> **ACTIVITY**
Which lines have the string "intent"? Copy all of them from the entries below.

> **PROVIDED INFORMATION**
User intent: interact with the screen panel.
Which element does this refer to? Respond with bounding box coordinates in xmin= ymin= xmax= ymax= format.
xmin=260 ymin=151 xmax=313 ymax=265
...
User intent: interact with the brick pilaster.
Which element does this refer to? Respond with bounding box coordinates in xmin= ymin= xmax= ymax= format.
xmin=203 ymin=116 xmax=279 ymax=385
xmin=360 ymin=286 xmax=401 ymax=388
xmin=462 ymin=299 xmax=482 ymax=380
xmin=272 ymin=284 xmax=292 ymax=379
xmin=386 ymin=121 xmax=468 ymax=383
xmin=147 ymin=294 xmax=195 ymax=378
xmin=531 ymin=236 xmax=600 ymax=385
==
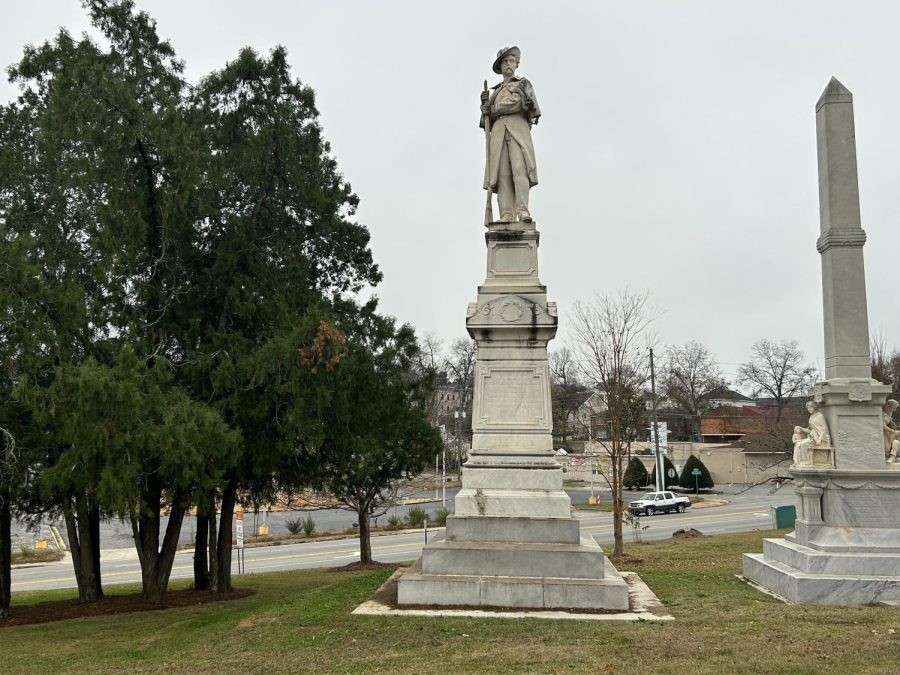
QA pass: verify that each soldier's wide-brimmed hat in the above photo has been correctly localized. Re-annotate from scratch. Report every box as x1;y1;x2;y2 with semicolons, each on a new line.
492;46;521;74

> **EXERCISE ANSWER**
User intent: interact with the screen panel.
User intent: interact with the brick pilaster.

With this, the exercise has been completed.